_Objetivo da tarefa_.
Escreva a continuação do texto sobre relativismo cultural, começando logo após a última frase apresentada.

_Excerto da fonte_.
··········

O meu nome é Ana Relativista. Aderi ao relativismo cultural ao compreender a profunda base cultural que suporta a moralidade.

Fui educada para acreditar que a moral se refere a factos objectivos. Tal como a neve é branca, também o infanticídio é um mal. Mas as atitudes variam em função do espaço e do tempo. As normas que aprendi são as normas da minha própria sociedade; outras sociedades possuem diferentes normas. A moral é uma construção social. Tal como as sociedades criam diversos estilos culinários e de vestuário, também criam códigos morais distintos. Aprendi-o ao estudar antropologia e vivi-o no México quando estive lá a estudar.

··········

_Dados extraídos_.
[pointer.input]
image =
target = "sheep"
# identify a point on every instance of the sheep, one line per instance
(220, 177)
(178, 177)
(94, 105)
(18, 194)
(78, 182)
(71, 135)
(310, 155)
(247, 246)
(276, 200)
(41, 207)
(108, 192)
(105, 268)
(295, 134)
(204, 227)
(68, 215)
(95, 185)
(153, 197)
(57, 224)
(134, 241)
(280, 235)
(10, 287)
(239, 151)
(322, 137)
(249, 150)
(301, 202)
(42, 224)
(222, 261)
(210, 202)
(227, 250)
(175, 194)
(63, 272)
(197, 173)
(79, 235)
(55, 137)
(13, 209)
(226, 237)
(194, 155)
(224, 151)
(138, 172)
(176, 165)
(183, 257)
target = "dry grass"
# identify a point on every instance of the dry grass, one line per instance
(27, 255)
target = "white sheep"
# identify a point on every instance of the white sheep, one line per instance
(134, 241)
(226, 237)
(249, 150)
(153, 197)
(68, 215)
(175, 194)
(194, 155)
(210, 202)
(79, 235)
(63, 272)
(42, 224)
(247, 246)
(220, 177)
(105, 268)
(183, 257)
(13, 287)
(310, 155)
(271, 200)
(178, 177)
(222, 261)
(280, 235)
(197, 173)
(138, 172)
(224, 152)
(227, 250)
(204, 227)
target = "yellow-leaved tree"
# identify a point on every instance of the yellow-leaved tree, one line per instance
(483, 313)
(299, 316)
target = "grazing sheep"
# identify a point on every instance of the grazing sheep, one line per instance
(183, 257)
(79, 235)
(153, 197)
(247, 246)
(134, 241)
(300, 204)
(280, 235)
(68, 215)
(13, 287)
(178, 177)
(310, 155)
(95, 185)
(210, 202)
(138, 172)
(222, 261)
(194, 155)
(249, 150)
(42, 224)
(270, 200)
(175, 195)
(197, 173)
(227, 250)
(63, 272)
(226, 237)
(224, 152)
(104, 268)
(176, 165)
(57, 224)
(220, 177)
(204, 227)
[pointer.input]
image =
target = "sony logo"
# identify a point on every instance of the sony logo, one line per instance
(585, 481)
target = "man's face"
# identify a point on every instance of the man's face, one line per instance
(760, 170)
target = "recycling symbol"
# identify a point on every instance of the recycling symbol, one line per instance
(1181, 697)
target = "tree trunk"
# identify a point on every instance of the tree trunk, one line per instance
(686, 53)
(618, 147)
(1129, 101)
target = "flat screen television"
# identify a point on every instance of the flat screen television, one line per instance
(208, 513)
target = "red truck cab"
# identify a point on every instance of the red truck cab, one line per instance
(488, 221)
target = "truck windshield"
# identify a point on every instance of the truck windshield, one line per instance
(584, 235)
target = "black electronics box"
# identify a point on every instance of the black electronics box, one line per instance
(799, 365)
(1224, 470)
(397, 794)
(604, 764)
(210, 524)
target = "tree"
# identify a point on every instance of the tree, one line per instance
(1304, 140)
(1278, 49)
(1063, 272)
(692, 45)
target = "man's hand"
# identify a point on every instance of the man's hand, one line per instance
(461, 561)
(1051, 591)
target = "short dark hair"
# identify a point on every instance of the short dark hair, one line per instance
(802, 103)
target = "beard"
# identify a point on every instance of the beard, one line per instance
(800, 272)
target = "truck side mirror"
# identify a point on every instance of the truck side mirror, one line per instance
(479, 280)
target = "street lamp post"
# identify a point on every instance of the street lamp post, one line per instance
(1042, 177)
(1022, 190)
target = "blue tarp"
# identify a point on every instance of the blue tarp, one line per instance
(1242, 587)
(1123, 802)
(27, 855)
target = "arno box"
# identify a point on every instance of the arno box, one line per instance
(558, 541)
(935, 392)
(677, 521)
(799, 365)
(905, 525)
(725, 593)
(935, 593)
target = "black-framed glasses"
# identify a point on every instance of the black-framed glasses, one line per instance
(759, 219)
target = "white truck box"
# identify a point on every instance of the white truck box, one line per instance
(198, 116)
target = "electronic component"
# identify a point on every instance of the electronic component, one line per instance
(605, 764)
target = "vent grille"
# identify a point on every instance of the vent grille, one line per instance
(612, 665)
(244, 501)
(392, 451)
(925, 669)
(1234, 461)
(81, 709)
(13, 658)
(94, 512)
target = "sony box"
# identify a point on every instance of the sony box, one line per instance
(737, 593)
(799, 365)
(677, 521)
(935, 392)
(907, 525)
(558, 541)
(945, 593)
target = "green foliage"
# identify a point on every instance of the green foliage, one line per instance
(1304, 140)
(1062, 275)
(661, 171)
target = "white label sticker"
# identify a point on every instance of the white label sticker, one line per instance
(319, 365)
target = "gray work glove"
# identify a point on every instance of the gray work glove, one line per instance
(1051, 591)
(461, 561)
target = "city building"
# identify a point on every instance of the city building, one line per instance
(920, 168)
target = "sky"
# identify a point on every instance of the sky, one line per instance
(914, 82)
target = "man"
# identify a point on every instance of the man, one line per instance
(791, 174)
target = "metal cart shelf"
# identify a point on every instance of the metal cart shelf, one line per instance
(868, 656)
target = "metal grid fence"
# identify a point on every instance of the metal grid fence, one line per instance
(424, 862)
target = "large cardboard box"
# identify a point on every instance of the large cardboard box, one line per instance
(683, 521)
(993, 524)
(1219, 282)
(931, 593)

··········

_Resposta à tarefa_.
Considere a minha crença de que o infanticídio é um mal. Ensinaram-me isto como se se tratasse de um padrão objectivo. Mas não é; é apenas aquilo que defende a sociedade a que pertenço. Quando afirmo “O infanticídio é um mal” quero dizer que a minha sociedade desaprova essa prática e nada mais. Para os antigos romanos, por exemplo, o infanticídio era um bem. Não tem sentido perguntar qual das perspectivas é “correcta”. Cada um dos pontos de vista é relativo à sua cultura, e o nosso é relativo à nossa. Não existem verdades objectivas acerca do bem ou do mal. Quando dizemos o contrário, limitamo-nos a impor a nossas atitudes culturalmente adquiridas como se se tratassem de “verdades objectivas”.

“Mal” é um termo relativo. Deixem-me explicar o que isto significa. Quero dizer que nada está absolutamente “à esquerda”, mas apenas “à esquerda deste ou daquele” objecto. Do mesmo modo, nada é um mal em absoluto, mas apenas um mal nesta ou naquela sociedade particular. O infanticídio pode ser um mal numa sociedade e um bem noutra.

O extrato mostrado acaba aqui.